§ **Teks Kutipan**:
################
Ada sebuah rahasia yang tersimpan di Menara ini adalah, di salah satu bagiannya ada pintu bawah tanah dan lorong yang menghubungkan menara dengan Masjid Istiqlal dan Museum Fatahillah. Nggak aneh, karena dulunya area ini memang difungsikan sebagai benteng.
Oya, kalau teman-teman mengunjungi menara ini, jangan lewatkan untuk naik ke atas ya. Karena kita bisa melihat pemandangan laut dan pelabuhan. Sayang, di bawahnya ada area yang banyak sampahnya yang sepertinya sedang dirapikan oleh pemprov DKI. Semoga ke depannya jadi bersih ya.
Setiap memasuki museum dan diceritakan sejarah masa lampaunya, memori saya selalu seperti tersedot ke masa lalu. Membayangkan bagaimana kondisi aslinya dahulu. Dimana banyak sekali tentara Belanda berkeliaran di sana dan rakyat Indonesia yang dipaksa menjadi pekerja-pekerja tanpa bayarannya. Sedih ya.
Satu hal yang disayangkan, museum ini tampak terlalu sederhana. Saya berharap, tidak hanya alat transportasi tradisional yang dipajang. Kalau saja perkembangan kelautan Indonesia hingga yang paling terkini juga disertakan beserta teknologi perkapalannya, museum ini akan lebih menarik pengunjung.
Bagi keluarga homeschooler seperti kami, museum adalah aset penting negara dan salah satu media belajar paling mengasyikkan daripada metode klasik. Jadi kalau konten museum lebih lengkap, saya pasti akan mendukung 100%.
################
§ **Daftar Baris**:
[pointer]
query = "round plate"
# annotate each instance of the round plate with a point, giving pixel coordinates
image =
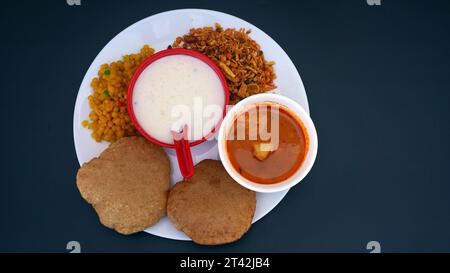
(159, 31)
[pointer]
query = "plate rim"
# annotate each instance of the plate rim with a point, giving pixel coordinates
(164, 13)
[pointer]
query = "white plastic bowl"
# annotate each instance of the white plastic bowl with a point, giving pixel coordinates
(295, 109)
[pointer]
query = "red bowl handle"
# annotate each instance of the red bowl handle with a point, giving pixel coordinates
(183, 151)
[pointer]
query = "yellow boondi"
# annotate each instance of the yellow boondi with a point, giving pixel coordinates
(109, 119)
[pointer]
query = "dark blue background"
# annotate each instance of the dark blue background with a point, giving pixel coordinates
(378, 83)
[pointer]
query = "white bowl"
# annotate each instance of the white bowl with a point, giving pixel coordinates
(295, 109)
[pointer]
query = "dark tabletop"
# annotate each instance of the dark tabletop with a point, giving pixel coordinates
(378, 84)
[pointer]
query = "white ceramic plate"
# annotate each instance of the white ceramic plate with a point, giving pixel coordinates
(159, 31)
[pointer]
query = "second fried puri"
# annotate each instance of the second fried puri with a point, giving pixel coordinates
(211, 208)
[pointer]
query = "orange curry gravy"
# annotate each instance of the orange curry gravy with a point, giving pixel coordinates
(277, 163)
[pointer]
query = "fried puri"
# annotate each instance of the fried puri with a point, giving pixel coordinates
(127, 184)
(211, 208)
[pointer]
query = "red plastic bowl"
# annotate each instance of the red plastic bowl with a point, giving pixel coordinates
(185, 155)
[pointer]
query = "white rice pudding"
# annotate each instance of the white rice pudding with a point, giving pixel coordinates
(177, 90)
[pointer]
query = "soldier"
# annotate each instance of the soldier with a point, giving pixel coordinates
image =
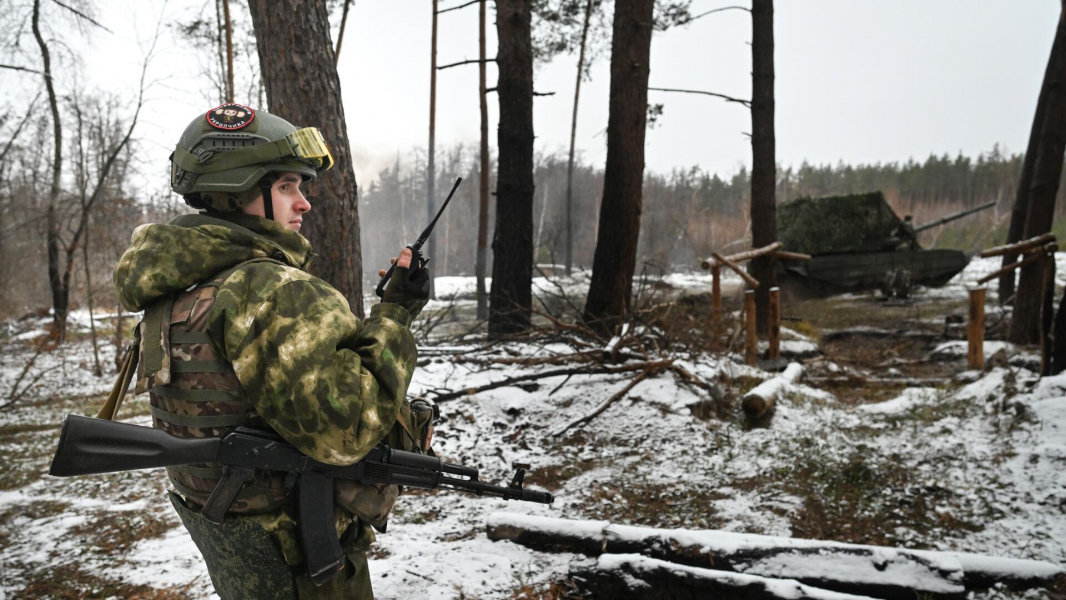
(237, 333)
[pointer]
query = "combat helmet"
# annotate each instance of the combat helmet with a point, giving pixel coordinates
(226, 157)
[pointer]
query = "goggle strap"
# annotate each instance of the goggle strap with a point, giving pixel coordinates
(235, 159)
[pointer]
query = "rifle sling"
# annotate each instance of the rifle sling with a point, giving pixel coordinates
(318, 531)
(126, 372)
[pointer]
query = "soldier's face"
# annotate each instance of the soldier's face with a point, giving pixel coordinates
################
§ **Tugas**:
Menurut teks tentang kunjungan ke menara dan museum, lorong bawah tanah di menara itu terhubung dengan tempat apa saja?

§ **Jawaban**:
Masjid Istiqlal dan Museum Fatahillah.